* [REQUEST]
In the text on Chinese astrology below, quote the passage that begins at "The History Of" and stops after "diviners at work.".

* [QUOTED TEXT]
- - -

The History Of Chinese Astrology And Divination
Of Time and Tortoises
In the region of China, Mongolia and Tibet, about four thousand years ago, men were anxiously eyeing the sun and moon, trembling at eclipses, worrying about the livestock, crops and produce, and wondering what would happen next. One may safely assume the same thing was happening in the Indian subcontinent and indeed everywhere else in the world. It would be tempting to say there was some original wisdom at play in this, lending credence to the notion of “wise ancients.” Unfortunately, the ancients seem every bit as confused as we are, indeed desperately so, for the archaeological evidence indicates they began seizing inoffensive land tortoises, heating the shells with red-hot pokers and employing the resulting crack patterns to foretell the future. Click Here to see turtleshell diviners at work.

- - -

* [DATA]

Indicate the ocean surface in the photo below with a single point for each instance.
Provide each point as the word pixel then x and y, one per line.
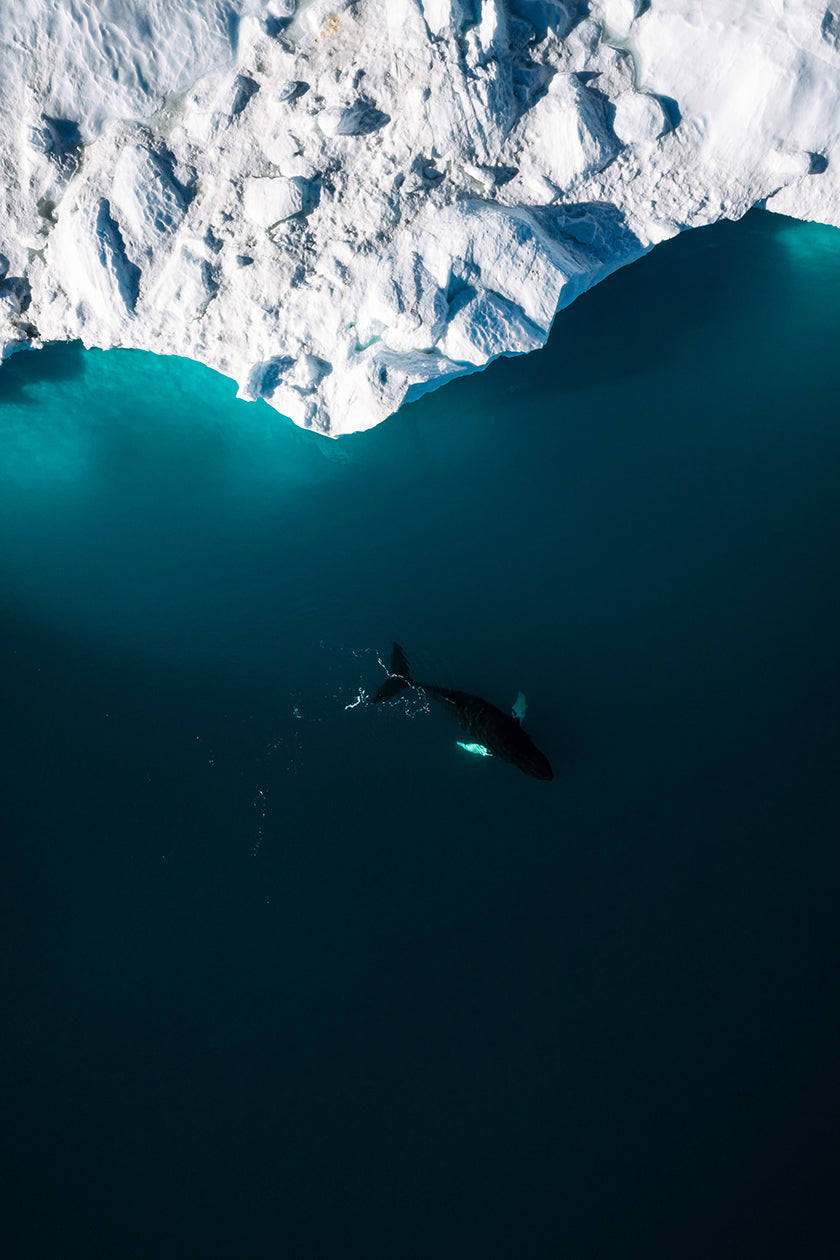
pixel 287 974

- - -

* [EXERCISE ANSWER]
The History Of Chinese Astrology And Divination
Of Time and Tortoises
In the region of China, Mongolia and Tibet, about four thousand years ago, men were anxiously eyeing the sun and moon, trembling at eclipses, worrying about the livestock, crops and produce, and wondering what would happen next. One may safely assume the same thing was happening in the Indian subcontinent and indeed everywhere else in the world. It would be tempting to say there was some original wisdom at play in this, lending credence to the notion of “wise ancients.” Unfortunately, the ancients seem every bit as confused as we are, indeed desperately so, for the archaeological evidence indicates they began seizing inoffensive land tortoises, heating the shells with red-hot pokers and employing the resulting crack patterns to foretell the future. Click Here to see turtleshell diviners at work.